EXTRAIT DE TEXTE.
++++++++

Vu la procédure suivante :

Par une requête et un mémoire en réplique, enregistrés les 25 janvier et 23 mars 2017 au secrétariat du contentieux du Conseil d'Etat, M. A...B...demande au Conseil d'Etat d'annuler pour excès de pouvoir l'article 4 du décret n° 2016-1907 du 28 décembre 2016 relatif au divorce prévu à l'article 229-1 du code civil et à diverses dispositions en matière successorale, en tant qu'il crée le 2ème alinéa de l'article 1444-3 et le 2ème alinéa de l'article 1145 du code de procédure civile.

++++++++

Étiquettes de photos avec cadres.
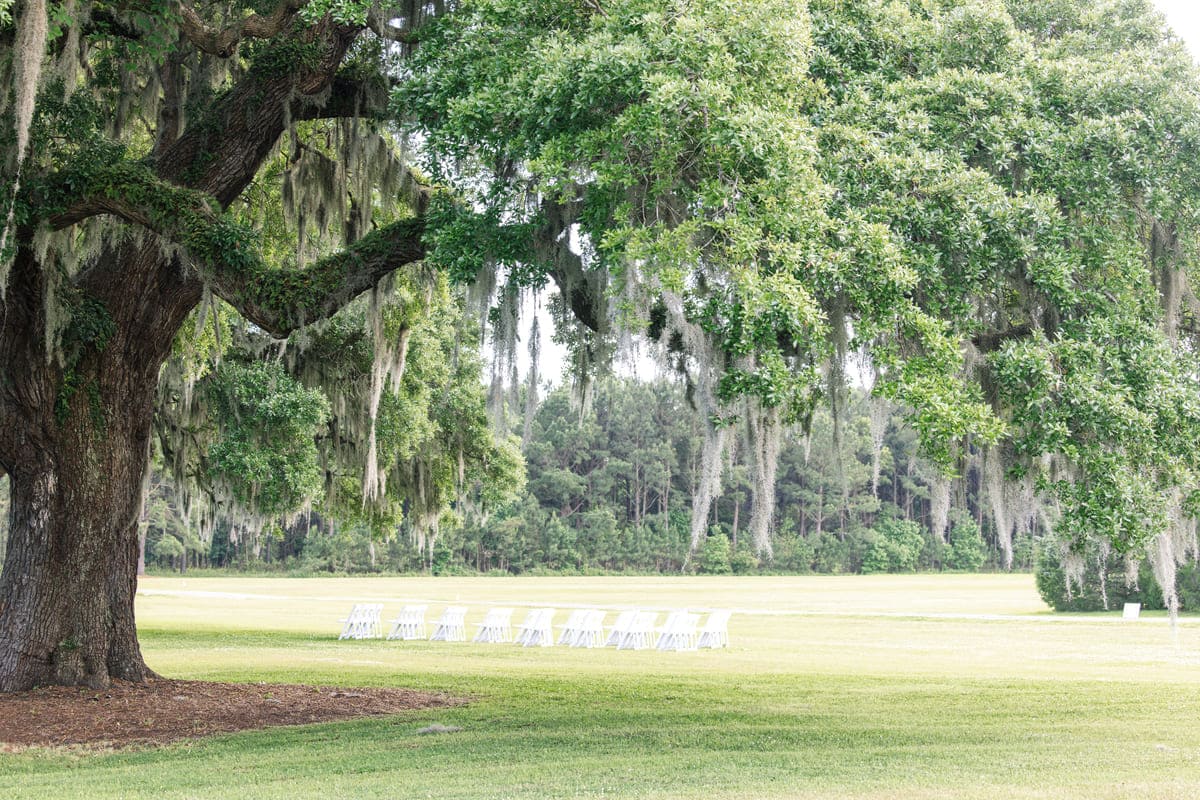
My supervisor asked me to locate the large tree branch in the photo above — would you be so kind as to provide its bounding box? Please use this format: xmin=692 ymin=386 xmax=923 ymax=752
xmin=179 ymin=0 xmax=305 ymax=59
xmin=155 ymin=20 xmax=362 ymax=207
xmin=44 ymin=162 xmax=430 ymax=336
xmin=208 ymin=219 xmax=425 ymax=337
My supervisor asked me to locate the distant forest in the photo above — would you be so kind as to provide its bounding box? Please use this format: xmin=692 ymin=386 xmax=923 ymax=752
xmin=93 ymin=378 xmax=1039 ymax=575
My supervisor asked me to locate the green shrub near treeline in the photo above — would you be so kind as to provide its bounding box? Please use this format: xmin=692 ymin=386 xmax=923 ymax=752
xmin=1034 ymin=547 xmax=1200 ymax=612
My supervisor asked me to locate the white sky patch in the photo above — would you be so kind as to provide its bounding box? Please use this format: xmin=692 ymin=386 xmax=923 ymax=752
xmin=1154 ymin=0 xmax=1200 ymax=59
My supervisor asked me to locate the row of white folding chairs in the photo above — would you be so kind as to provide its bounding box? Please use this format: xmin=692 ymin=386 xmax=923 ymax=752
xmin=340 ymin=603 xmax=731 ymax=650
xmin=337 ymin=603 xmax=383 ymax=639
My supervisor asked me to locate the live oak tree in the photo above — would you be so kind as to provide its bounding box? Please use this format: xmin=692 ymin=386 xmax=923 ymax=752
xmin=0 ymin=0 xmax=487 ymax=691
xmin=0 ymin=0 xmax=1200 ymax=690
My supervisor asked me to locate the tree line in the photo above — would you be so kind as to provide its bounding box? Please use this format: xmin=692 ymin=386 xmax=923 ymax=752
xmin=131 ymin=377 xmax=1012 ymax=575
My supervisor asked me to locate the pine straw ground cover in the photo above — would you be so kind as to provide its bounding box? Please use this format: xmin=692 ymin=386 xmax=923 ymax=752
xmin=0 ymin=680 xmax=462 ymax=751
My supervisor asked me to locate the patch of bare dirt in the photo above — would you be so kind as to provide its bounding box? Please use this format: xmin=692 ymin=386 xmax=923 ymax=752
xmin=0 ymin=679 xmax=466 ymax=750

++++++++

CONSIGNES ET EXERCICES.
[1] Recopiez le passage de l'extrait sur la requête au Conseil d'Etat qui commence à « Par une requête » et se termine à « de procédure civile. ».
[2] D'après l'extrait sur la requête au Conseil d'Etat, à quelles dates la requête et le mémoire en réplique ont-ils été enregistrés ?
[3] Traduisez en anglais cette phrase de l'extrait sur la requête au Conseil d'Etat : « Par une requête et un mémoire en réplique, enregistrés les 25 janvier et 23 mars 2017 au secrétariat du contentieux du Conseil d'Etat, M. A...B...demande au Conseil d'Etat d'annuler pour excès de pouvoir l'article 4 du décret n° 2016-1907 du 28 décembre 2016 relatif au divorce prévu à l'article 229-1 du code civil et à diverses dispositions en matière successorale, en tant qu'il crée le 2ème alinéa de l'article 1444-3 et le 2ème alinéa de l'article 1145 du code de procédure civile. »

CORRIGÉ PAR CONSIGNE.
[1]
Par une requête et un mémoire en réplique, enregistrés les 25 janvier et 23 mars 2017 au secrétariat du contentieux du Conseil d'Etat, M. A...B...demande au Conseil d'Etat d'annuler pour excès de pouvoir l'article 4 du décret n° 2016-1907 du 28 décembre 2016 relatif au divorce prévu à l'article 229-1 du code civil et à diverses dispositions en matière successorale, en tant qu'il crée le 2ème alinéa de l'article 1444-3 et le 2ème alinéa de l'article 1145 du code de procédure civile.

[2] Les 25 janvier et 23 mars 2017.

[3] By an application and a reply brief, registered on January 25 and March 23, 2017, with the litigation secretariat of the Conseil d'Etat, Mr. A...B... asks the Conseil d'Etat to annul for excess of power Article 4 of Decree No. 2016-1907 of December 28, 2016, on the divorce provided for in Article 229-1 of the Civil Code and on various provisions concerning inheritance, insofar as it creates the second paragraph of Article 1444-3 and the second paragraph of Article 1145 of the Code of Civil Procedure.